* _Records provided_:
□ □ □ □

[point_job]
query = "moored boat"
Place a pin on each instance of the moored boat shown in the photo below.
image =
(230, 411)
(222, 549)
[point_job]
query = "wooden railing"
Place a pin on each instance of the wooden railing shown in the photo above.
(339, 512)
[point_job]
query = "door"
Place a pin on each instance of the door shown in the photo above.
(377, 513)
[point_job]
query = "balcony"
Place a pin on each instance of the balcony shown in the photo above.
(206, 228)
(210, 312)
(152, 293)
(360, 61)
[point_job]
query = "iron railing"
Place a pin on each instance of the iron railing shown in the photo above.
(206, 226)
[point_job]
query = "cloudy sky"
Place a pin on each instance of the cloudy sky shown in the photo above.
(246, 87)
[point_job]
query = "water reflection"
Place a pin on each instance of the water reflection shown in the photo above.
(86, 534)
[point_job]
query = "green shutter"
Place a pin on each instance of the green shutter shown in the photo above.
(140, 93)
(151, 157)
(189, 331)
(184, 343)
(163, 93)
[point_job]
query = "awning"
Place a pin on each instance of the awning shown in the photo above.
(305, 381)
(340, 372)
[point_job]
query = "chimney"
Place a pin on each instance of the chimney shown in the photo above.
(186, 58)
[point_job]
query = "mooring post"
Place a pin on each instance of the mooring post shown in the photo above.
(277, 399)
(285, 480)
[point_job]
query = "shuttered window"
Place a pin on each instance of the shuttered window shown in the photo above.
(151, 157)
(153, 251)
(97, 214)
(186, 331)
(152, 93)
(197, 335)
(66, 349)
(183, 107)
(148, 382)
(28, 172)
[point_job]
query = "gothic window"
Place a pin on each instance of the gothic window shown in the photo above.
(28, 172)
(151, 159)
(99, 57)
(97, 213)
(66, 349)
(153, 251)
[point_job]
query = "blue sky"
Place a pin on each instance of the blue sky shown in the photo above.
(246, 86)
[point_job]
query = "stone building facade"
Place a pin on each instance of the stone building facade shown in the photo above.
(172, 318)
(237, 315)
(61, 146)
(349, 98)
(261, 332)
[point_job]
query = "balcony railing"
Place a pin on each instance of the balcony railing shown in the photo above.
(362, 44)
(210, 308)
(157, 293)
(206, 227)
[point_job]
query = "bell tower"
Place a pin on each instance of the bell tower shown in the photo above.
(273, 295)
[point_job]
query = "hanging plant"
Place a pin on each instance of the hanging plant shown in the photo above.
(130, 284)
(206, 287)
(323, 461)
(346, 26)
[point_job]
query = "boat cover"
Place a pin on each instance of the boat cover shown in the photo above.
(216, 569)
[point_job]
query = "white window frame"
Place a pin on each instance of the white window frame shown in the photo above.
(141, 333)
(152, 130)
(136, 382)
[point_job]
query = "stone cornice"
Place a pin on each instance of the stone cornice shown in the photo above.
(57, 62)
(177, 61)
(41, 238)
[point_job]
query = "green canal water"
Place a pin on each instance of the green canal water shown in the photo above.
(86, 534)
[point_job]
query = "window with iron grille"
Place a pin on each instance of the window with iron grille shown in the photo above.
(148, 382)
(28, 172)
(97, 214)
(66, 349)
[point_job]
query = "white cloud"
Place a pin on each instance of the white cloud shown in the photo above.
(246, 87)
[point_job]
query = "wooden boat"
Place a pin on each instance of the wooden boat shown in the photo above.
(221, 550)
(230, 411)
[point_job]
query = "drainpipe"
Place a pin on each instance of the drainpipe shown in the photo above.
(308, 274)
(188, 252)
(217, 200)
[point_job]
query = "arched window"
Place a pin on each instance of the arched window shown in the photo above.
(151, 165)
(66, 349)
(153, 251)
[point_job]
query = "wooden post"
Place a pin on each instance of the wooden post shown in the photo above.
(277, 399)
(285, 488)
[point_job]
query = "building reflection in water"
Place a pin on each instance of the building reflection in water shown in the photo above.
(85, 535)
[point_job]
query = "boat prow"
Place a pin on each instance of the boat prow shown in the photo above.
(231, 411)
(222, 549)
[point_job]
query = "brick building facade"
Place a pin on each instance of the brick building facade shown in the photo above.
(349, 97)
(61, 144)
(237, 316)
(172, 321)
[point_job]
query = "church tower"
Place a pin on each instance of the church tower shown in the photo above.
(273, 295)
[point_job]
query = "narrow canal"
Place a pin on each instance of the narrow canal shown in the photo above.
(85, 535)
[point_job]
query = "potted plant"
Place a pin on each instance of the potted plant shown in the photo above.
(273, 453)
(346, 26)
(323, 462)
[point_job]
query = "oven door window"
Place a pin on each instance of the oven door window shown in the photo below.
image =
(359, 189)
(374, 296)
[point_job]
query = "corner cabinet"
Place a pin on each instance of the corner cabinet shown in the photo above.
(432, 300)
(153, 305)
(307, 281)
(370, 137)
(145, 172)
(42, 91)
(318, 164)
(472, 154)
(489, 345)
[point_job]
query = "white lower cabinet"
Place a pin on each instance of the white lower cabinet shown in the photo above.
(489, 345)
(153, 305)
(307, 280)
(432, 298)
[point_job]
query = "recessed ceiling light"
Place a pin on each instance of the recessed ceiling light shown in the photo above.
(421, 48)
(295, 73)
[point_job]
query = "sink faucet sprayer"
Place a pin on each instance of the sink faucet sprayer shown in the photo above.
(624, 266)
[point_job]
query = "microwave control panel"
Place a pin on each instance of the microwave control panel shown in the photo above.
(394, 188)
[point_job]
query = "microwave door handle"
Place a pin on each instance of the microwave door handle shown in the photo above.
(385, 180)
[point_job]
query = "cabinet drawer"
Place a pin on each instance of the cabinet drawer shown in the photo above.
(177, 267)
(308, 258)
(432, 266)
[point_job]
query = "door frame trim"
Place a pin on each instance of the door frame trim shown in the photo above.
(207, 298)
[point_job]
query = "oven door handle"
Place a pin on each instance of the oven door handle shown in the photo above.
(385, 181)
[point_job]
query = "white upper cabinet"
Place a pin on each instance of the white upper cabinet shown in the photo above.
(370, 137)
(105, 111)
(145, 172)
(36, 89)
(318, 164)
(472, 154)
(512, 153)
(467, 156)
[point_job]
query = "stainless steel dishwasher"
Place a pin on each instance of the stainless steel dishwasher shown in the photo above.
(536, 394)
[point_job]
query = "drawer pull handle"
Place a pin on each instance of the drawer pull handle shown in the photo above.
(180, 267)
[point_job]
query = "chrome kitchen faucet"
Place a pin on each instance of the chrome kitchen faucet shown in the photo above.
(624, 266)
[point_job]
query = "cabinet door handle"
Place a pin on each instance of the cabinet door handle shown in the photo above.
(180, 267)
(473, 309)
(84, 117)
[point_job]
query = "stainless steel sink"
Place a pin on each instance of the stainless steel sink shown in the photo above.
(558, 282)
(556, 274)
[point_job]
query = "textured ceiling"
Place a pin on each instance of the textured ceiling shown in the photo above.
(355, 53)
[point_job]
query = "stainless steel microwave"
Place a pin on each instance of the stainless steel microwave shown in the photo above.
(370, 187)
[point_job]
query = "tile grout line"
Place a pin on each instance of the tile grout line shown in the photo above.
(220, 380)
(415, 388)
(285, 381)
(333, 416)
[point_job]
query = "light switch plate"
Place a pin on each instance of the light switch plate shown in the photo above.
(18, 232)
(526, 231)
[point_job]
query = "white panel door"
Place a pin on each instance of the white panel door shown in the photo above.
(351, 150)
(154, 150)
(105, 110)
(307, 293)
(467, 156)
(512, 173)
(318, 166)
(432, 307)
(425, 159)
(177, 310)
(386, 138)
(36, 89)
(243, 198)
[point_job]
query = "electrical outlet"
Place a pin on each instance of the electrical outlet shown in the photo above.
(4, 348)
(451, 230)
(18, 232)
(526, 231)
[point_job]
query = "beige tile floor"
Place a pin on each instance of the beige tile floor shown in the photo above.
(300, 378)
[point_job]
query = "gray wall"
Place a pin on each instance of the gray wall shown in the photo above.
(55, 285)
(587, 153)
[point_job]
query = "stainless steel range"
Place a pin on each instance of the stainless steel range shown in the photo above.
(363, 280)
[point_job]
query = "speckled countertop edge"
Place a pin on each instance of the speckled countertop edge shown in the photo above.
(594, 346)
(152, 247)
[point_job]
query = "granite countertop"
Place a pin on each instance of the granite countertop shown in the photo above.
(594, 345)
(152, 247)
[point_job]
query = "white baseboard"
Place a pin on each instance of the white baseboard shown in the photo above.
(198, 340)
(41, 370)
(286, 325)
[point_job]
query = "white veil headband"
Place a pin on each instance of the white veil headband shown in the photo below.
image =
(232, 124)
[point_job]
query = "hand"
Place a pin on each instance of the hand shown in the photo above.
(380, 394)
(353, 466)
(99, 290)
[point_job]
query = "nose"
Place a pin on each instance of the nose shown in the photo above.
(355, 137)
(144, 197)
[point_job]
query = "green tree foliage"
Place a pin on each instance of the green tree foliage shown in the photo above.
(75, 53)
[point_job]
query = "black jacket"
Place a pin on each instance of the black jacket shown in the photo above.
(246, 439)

□ □ □ □

* _Instruction_:
Please gather every line in the rows above that contains the word "black", and copy each line in full.

* _Expected output_:
query = "black jacket"
Place a pin on each instance of the black jacket shown in the photo above.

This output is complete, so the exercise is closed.